Requirement –
Print every one of the entries below word for word, and leave the pictures out.

-----

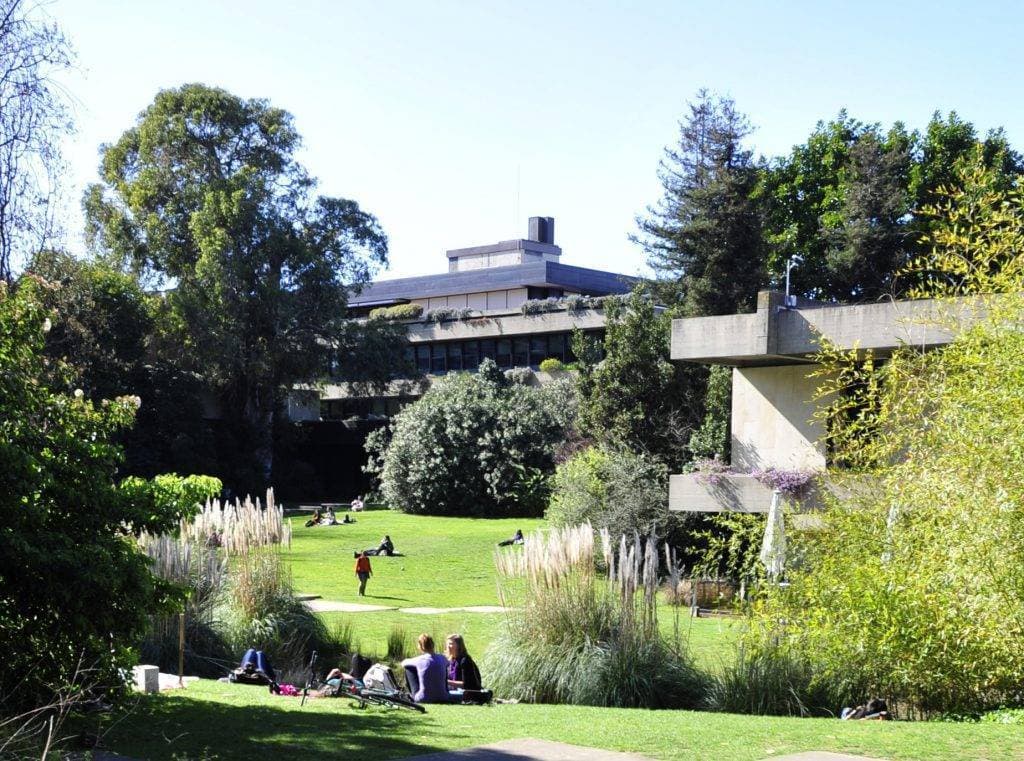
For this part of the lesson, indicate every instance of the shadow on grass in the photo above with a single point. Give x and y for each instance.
(166, 727)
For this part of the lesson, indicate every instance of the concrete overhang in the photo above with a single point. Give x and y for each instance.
(779, 335)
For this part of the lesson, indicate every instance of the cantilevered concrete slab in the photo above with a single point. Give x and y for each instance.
(774, 385)
(776, 335)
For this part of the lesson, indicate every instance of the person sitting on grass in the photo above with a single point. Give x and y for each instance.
(386, 547)
(426, 674)
(462, 671)
(516, 539)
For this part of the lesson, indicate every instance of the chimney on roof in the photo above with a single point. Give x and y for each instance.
(542, 229)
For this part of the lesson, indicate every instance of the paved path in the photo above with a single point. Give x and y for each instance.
(323, 606)
(528, 749)
(820, 756)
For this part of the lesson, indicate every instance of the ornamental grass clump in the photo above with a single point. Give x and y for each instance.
(203, 572)
(239, 526)
(582, 626)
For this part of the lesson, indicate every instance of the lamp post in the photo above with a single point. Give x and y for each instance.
(790, 264)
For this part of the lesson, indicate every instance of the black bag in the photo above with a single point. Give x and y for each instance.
(477, 696)
(359, 666)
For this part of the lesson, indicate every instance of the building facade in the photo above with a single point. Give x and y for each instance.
(513, 301)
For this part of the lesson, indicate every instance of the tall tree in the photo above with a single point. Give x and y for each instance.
(849, 201)
(34, 119)
(634, 397)
(704, 238)
(205, 193)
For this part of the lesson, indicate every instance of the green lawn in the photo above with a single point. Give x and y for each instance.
(445, 562)
(214, 720)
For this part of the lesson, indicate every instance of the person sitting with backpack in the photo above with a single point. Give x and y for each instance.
(463, 675)
(517, 538)
(426, 674)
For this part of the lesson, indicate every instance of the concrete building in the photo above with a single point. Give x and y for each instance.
(771, 352)
(472, 311)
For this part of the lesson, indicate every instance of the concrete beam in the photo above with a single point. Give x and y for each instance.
(776, 335)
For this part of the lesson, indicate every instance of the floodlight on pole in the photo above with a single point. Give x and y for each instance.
(791, 301)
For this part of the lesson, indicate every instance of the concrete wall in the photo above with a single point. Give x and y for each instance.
(771, 419)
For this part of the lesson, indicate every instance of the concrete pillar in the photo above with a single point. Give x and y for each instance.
(146, 678)
(772, 426)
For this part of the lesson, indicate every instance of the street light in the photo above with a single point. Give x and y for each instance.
(791, 301)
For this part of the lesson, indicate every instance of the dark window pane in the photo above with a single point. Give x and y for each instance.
(437, 358)
(538, 350)
(504, 353)
(556, 346)
(470, 355)
(455, 355)
(520, 352)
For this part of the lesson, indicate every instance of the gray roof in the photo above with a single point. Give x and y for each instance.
(539, 273)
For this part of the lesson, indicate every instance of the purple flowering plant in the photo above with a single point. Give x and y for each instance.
(787, 481)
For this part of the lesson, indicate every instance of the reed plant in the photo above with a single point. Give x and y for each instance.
(239, 526)
(202, 572)
(582, 625)
(262, 611)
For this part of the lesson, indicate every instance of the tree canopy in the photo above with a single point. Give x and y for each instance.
(204, 195)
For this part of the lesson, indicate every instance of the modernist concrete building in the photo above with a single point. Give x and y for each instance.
(482, 294)
(481, 297)
(771, 354)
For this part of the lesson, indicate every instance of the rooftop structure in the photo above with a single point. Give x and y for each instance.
(496, 278)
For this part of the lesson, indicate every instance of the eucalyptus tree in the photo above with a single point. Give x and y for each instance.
(204, 196)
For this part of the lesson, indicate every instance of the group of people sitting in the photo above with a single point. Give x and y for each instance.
(434, 678)
(328, 518)
(449, 678)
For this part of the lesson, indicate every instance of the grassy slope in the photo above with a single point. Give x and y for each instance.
(446, 562)
(225, 721)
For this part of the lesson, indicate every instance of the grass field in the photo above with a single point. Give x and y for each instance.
(448, 563)
(445, 562)
(214, 720)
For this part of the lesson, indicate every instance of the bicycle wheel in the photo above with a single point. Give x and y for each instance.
(392, 700)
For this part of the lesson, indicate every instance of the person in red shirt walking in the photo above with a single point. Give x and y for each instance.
(364, 572)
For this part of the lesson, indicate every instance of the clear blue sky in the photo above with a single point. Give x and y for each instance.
(453, 122)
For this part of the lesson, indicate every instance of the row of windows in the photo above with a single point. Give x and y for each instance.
(507, 352)
(363, 407)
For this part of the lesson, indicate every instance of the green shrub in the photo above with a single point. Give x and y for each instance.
(617, 490)
(441, 314)
(398, 311)
(74, 588)
(573, 635)
(181, 496)
(473, 445)
(540, 306)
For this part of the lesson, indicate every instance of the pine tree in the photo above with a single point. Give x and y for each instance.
(704, 238)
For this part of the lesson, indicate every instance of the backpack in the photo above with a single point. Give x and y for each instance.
(379, 676)
(359, 665)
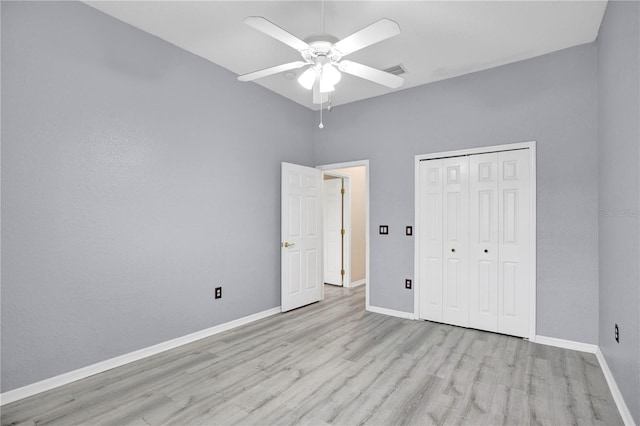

-----

Correct answer –
For this part of the lesson, indicate every instance of the shadow on grass in the photo above with a single point. Give x and y for each instance.
(166, 727)
For this part of the lesson, indicate every instance of the concrete overhang in the photo above with a single point. Give x and y for each instance.
(779, 335)
For this part of the lesson, indicate every instance of the cantilevered concrete slab in the photo above with a single point. Give x and y for each instance.
(774, 385)
(776, 335)
For this part of the lesson, indicate every instance of the person sitting on grass in the photo above with a single point. Give x and y for each instance.
(386, 547)
(426, 674)
(462, 671)
(516, 539)
For this part of the lesson, indicate every instance of the chimney on roof in the photo above with a single point. Give x and y for each instance.
(542, 229)
For this part of the lesson, indicate every instance of the paved path in the photo above with a single point. Give x and y for each instance.
(323, 606)
(528, 749)
(820, 756)
For this part of the lesson, indicate every instance of the ornamental grass clump in the photo above with a single point. Give x and y for each instance.
(203, 572)
(239, 526)
(582, 626)
For this part of the lesson, indicate every instance of the lamp post in the photo above with a single point. Give x and y for each instance.
(790, 264)
For this part of the lesson, indicate every instance of the black bag in the photo above with a single point. Give x and y for each instance.
(477, 696)
(359, 666)
For this part of the lesson, indicate every instance of the building facade in the photo above with a single point. Give x and y for each instance.
(513, 301)
For this part of the lesson, indicate every instance of the tall tree in the photo above with a single point. Give x and y for each instance.
(849, 201)
(34, 119)
(634, 397)
(704, 238)
(205, 193)
For this part of the lesson, indicate every instance of the green lawn in the photo above with a single point. Give x and y for each instance.
(445, 562)
(214, 720)
For this part of the lesson, indicate every instance of the person sitting with backpack in the photo above with a single point. Give x and y for each instance.
(463, 675)
(517, 538)
(426, 674)
For this part of the lesson, indicate every instance of the concrete building in the photo above with a single point. Give x and y for each instance.
(771, 352)
(472, 311)
For this part of the lesson, indicate every instance of the concrete beam in the photo above with a single point. Give x and y for each instance.
(776, 335)
For this part of the lesson, indicate every instance of the floodlight on pole in the photo above with a single point. Give x and y for each instance.
(791, 301)
For this part of the lesson, indicate every instance of the concrete wall in the photo above with a single point. Give x and y for each instance.
(771, 419)
For this part of the lesson, indicate every instance of the concrete pillar in the photo above with a single point. Give x and y for each instance.
(146, 678)
(772, 426)
For this part of the lesson, indicate every instance of the street light in the photo above with a single point. Give x and y for each instance.
(791, 301)
For this part of the lesson, indicate every instance of the dark window pane in the photo above with a single point. Give x and y for each instance.
(437, 358)
(538, 350)
(504, 353)
(556, 346)
(470, 355)
(455, 355)
(520, 352)
For this part of the lesson, indicate every instance of the gray roof in the photo above with a single point. Give x and y for each instance.
(539, 273)
For this part of the lesson, indicate every instance of the purple flowering plant in the photo above with a single point. Give x and y for each instance.
(787, 481)
For this part of the lesson, indicate every instance of the reed plant in the photo above with a single point. Give x and y for each instance.
(239, 526)
(202, 572)
(582, 625)
(262, 611)
For this part of the lesson, indicate every instance of the tree canopy in the photo above with a single point. Give x and y for each instance.
(204, 195)
For this part of the lesson, indicate every instance of the modernist concrete building in the photo above with a single point. Give x and y for each instance.
(482, 294)
(481, 297)
(771, 354)
For this part of the lesson, indicate every instance of the rooftop structure in the photo above with a single point. Give x and y for each instance.
(496, 278)
For this part of the lesson, indicate every instance of the eucalyptus tree in the photo above with a single point. Give x and y for each instance.
(204, 196)
For this part of the lesson, indicate every instance of the group of people sitting in the photo above with a single point. Give x and y for each instance.
(434, 678)
(328, 518)
(449, 678)
For this part of the lesson, indicate every instance of the grassy slope in the photo above with a single point. Give x and y for each instance.
(446, 562)
(225, 721)
For this part of the lesson, indicate every instance of the grass field in the photo above with a single point. Give x and y for each instance.
(448, 563)
(445, 562)
(214, 720)
For this part of the lesson, indicate every instance of the bicycle wheel in the photo above with a single point. Give x and y for each instance.
(392, 700)
For this part of the lesson, indicate every instance of the person in red shirt walking in the photo above with a single point. Give x and y for each instance.
(364, 572)
For this part of the lesson, indicate every instance of the clear blue sky in the photo above with a single point. Give x and y for each instance.
(453, 122)
For this part of the lesson, indicate every instance of the row of windows in the photo above with a single point. Give x and y for each instance.
(507, 352)
(363, 407)
For this part of the lesson, indicate every instance of the green shrub in the photo above with a single point. Give x and y for each instance.
(617, 490)
(441, 314)
(398, 311)
(74, 588)
(573, 635)
(181, 496)
(473, 445)
(540, 306)
For this part of the lesson, indicate every instance of the pine tree in the photo above with a single point. Give x and y for each instance.
(704, 238)
For this part of the lesson, indicate every instance of the backpack in the photo above with a single point. Give x and y for each instance.
(379, 676)
(359, 665)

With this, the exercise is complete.